◆ DIRECTIONS FOR THIS TASK ◆
Can you copy out the stretch of entries from the line containing "facade in the photo above." through the last entry, word for word?

◆ RECORD EXCERPTS ◆
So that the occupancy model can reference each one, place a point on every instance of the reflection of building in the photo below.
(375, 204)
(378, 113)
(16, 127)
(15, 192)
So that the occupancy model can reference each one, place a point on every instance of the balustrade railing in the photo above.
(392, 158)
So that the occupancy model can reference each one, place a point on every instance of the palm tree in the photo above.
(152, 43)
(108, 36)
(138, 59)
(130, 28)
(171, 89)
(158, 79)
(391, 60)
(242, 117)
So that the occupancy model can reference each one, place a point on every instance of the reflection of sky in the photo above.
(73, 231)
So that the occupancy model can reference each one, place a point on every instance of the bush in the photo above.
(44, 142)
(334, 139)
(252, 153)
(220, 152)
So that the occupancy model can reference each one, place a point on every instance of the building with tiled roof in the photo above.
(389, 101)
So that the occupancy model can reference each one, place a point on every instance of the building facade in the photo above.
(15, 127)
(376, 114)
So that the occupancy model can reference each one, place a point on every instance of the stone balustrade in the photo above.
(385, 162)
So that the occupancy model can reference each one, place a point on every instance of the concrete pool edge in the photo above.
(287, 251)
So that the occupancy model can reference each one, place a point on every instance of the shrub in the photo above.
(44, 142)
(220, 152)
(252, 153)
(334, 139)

◆ EXERCISE OUTPUT ◆
So that the occupancy model can reference each one, place a point on every instance of the building facade in the photo above.
(15, 127)
(376, 114)
So that the occupancy model can reference each one, place a point on every instance of the stone balustrade in the photo above.
(385, 162)
So that the occupancy model can reference each one, place a point on every instance of the concrete pool edge in the photo above.
(287, 251)
So that the occupancy model can reference each one, place a point on every instance of the shrub in the photo above.
(44, 142)
(220, 152)
(252, 153)
(334, 139)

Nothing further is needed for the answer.